Document extract
-*-*-
Transformation Mastery by Julien Blanc: Review

transformation mastery review

Transformation Mastery is a video course on overcoming traumas and subconscious mental blocks.
It’s based on the idea of “accepting and releasing” and it contains the guided meditations to help you through the process.

Summary

About the Author: Julien Blanc says he was shy and anxious and terrible with people. He then swung in the opposite direction -which happens to most people who follow RSD– until he had another breakdown.
That was when he was in the middle of a scandal and went on TV to be abused by the CNN anchor

After that defining moment of his life, Julien found his footing again, and he now teaches what he learned with “Transformation Mastery”.

#1. The 3 Phases of Transformation

Julien introduces his program divided into three segments:

  • Awareness (be aware that you suck)
-*-*-
Given problem 1
In the Transformation Mastery review, write out everything from "Transformation Mastery by" down to "had another breakdown.", substituting "online program" for "video course".
Given problem 2
Answer these questions from the Transformation Mastery review:
(a) What idea is the course based on?
(b) Which network's anchor is mentioned?
(c) Into how many segments is the program divided?
Given problem 3
List every trait that Julien Blanc, according to the Transformation Mastery review, says he once had.

Stored rows
-*-*-
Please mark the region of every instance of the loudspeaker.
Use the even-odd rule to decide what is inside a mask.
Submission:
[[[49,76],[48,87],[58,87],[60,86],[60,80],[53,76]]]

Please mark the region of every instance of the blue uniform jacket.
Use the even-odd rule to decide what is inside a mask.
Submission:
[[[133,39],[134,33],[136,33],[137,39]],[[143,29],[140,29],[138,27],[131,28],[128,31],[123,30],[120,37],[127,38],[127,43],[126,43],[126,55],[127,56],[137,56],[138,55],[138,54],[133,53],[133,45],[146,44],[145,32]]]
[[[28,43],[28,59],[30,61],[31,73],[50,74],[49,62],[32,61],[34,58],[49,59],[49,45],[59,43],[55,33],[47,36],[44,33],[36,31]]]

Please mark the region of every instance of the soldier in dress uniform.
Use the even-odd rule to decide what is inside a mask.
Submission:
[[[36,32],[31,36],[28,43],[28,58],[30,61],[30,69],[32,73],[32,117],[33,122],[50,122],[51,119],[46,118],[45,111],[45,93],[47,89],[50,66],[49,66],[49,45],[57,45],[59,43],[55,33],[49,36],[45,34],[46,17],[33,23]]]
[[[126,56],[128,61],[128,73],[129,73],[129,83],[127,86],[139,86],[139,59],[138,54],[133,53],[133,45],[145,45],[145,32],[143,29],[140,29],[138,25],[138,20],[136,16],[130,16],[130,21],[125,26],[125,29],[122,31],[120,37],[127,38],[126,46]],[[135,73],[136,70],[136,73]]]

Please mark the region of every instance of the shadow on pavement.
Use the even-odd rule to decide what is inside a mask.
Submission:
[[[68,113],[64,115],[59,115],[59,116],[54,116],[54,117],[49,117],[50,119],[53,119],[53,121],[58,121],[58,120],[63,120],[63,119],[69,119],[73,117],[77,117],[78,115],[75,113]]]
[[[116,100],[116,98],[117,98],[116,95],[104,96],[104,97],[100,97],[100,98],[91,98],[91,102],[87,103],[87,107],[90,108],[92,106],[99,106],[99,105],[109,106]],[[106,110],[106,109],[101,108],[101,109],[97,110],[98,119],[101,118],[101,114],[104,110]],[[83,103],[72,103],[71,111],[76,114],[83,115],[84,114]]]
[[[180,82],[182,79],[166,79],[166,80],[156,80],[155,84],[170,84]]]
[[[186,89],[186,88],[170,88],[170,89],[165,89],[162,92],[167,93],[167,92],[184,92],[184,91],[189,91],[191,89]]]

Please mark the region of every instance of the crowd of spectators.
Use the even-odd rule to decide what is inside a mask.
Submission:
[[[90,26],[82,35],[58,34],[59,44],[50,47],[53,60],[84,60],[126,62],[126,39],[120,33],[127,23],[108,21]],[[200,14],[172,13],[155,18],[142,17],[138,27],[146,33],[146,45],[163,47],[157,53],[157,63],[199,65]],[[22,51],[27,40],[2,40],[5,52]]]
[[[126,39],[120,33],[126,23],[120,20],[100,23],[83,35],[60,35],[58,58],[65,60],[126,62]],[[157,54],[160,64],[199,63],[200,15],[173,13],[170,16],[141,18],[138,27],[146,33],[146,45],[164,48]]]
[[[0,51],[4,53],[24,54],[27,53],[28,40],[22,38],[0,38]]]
-*-*-
Complete answer 1
Transformation Mastery by Julien Blanc: Review

transformation mastery review

Transformation Mastery is a online program on overcoming traumas and subconscious mental blocks.
It’s based on the idea of “accepting and releasing” and it contains the guided meditations to help you through the process.

Summary

About the Author: Julien Blanc says he was shy and anxious and terrible with people. He then swung in the opposite direction -which happens to most people who follow RSD– until he had another breakdown.

Complete answer 2
(a) The idea of "accepting and releasing."
(b) CNN.
(c) Three.

Complete answer 3
Shy, anxious, terrible with people.